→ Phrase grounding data
* * * * *

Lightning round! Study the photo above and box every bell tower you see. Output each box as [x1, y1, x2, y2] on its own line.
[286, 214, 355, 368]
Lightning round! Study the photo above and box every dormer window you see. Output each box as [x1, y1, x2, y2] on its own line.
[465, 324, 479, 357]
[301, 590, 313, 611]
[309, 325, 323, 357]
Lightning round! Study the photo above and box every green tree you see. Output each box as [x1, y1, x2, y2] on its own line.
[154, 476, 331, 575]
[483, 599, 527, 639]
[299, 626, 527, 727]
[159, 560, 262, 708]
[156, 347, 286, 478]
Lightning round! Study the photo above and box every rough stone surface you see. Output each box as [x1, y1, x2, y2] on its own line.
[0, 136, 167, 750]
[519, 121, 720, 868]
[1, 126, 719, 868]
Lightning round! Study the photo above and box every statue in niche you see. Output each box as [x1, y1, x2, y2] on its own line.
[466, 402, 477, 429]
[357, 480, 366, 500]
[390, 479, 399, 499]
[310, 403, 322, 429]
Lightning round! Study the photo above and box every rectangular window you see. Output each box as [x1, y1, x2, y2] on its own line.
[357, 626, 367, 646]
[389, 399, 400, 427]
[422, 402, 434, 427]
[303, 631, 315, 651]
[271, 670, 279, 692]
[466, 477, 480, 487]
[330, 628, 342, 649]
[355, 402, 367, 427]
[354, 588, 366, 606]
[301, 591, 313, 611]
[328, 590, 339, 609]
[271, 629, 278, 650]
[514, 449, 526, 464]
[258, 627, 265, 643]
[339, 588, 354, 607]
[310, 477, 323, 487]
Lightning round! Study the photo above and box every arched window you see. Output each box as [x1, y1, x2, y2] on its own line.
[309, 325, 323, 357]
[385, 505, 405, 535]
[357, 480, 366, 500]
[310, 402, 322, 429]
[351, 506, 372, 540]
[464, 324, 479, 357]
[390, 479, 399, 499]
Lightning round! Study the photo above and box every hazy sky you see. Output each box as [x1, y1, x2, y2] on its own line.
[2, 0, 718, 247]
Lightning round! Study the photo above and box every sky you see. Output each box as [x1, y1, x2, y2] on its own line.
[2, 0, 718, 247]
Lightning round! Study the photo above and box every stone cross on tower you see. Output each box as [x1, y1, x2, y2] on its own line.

* * * * *

→ What you are asked to do
The reply is to be an exact repeat of the records above.

→ Solution to the exercise
Lightning round! Study the photo above and box every bell tower you see. Output each box as [x1, y1, x2, y2] on its own line.
[286, 214, 355, 368]
Lightning round! Study the photo above and box every dormer window you see. Output each box as [x1, y1, x2, y2] on its own line.
[465, 324, 479, 357]
[301, 590, 313, 611]
[309, 325, 323, 357]
Lightning round! Study the photo above and box every green tree you see. Output each box as [x1, y1, x2, y2] on its own line.
[154, 476, 331, 575]
[483, 599, 527, 639]
[299, 626, 527, 727]
[159, 560, 262, 708]
[156, 347, 286, 478]
Lightning round! Study the photo above and box every rough stone surface you see. Output each box as [x1, y1, x2, y2] on its own line.
[0, 136, 167, 750]
[519, 121, 720, 868]
[1, 126, 719, 868]
Lightning round! Study the photo above and box every statue in niche you see. Output each box as [x1, y1, x2, y2] on its own line.
[466, 402, 477, 429]
[357, 480, 366, 500]
[390, 479, 399, 499]
[310, 403, 322, 429]
Lightning round! Study the photo above and box every rectangular window you see. Output each box as [x1, y1, x2, y2] on its own line.
[357, 626, 367, 646]
[389, 399, 400, 427]
[422, 402, 434, 427]
[303, 631, 315, 651]
[271, 670, 279, 692]
[466, 477, 480, 487]
[330, 628, 342, 649]
[355, 402, 367, 427]
[354, 588, 366, 606]
[301, 591, 313, 611]
[328, 590, 339, 609]
[271, 629, 278, 650]
[514, 449, 526, 464]
[258, 627, 265, 643]
[339, 588, 354, 607]
[310, 477, 323, 487]
Lightning round! Study the photo above and box every arched window you see. Output each box as [x1, y1, x2, y2] on its own line.
[309, 325, 323, 357]
[385, 505, 405, 535]
[357, 480, 366, 500]
[310, 402, 322, 429]
[351, 506, 372, 540]
[464, 324, 479, 357]
[390, 479, 399, 499]
Lightning round! Study the photo above and box every hazy sky you see. Output each box as [x1, y1, x2, y2] on its own line.
[2, 0, 718, 247]
Lightning round! Study the photo above and box every sky you see. Output each box as [x1, y1, x2, y2] on its own line.
[2, 0, 718, 247]
Lightning round! Study the photo above and box every stone cross on tower you see. Output each box as [x1, y1, x2, y2] on its own line.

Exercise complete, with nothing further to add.